Your assignment:
The lines to return are those below that contain the word "roof".

Records:
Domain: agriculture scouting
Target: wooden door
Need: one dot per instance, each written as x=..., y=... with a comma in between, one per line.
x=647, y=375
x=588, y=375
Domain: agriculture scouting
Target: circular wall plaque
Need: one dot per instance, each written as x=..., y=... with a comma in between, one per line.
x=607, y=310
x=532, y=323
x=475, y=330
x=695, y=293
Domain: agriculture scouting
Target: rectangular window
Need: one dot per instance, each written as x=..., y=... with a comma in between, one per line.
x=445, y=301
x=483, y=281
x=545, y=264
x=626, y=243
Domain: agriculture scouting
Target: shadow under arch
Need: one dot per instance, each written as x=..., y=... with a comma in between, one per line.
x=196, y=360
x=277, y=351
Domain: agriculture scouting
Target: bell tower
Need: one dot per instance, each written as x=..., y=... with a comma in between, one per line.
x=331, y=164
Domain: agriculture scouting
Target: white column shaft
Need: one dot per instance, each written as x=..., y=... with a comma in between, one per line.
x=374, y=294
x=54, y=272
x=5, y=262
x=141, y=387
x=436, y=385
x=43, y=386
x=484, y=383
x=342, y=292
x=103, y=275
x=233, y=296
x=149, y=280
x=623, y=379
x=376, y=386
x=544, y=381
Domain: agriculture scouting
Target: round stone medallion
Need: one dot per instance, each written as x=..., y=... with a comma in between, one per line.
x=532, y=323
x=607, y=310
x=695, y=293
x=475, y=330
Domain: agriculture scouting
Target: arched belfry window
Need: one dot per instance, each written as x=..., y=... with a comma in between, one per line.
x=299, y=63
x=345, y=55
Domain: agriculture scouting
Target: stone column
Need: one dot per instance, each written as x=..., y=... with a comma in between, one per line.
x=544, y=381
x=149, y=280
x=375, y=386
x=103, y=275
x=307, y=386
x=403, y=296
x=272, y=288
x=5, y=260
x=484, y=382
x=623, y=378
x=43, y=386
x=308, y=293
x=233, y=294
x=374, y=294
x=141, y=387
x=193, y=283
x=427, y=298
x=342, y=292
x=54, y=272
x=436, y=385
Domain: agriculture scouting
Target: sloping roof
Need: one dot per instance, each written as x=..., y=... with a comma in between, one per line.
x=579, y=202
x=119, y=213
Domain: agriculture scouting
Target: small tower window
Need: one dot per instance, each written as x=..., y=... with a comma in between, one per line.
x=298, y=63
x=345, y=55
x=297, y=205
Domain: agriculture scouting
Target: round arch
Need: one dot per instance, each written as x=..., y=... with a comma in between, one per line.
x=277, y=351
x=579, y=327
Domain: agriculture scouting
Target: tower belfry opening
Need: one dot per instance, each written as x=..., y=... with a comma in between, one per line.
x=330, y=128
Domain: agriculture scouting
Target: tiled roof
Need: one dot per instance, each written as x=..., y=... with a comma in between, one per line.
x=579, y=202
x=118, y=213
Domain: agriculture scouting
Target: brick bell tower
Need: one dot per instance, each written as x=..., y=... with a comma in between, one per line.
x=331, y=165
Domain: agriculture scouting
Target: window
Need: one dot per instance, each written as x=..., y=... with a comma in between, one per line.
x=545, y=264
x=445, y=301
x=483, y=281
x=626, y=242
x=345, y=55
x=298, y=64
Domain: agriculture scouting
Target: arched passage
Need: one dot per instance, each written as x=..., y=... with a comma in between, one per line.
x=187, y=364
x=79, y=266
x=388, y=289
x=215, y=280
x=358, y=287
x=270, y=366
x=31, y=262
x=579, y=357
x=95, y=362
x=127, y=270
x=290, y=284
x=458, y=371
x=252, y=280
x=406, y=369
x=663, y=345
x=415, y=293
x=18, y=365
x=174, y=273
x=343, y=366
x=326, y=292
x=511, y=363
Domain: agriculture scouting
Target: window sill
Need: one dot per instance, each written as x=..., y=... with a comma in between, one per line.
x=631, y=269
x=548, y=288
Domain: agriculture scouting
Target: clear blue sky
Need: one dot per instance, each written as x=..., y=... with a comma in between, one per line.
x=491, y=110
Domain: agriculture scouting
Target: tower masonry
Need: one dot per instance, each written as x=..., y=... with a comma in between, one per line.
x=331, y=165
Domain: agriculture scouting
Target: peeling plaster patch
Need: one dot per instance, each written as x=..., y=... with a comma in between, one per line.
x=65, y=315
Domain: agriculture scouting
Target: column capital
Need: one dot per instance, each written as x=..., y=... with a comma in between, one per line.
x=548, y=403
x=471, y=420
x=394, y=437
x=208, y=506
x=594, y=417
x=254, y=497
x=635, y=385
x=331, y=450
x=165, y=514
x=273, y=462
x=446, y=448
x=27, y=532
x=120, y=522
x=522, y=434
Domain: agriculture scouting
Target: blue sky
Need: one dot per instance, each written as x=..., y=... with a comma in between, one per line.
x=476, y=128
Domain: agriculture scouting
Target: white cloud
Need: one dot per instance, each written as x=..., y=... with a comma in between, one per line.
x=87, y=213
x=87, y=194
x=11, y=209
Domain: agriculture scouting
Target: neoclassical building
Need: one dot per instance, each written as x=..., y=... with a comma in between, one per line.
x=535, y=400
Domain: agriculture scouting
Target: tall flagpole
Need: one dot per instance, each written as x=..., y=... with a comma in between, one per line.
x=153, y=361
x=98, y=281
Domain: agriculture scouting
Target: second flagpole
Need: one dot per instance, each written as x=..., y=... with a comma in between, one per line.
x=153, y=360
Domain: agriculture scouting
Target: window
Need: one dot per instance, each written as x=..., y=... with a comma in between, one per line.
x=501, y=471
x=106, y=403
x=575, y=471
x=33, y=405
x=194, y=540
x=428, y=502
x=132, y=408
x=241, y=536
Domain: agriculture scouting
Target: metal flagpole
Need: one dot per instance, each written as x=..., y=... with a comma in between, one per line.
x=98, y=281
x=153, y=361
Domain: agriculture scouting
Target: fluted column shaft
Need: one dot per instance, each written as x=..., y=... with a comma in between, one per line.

Result of the task:
Target: sloping roof
Target: tiled roof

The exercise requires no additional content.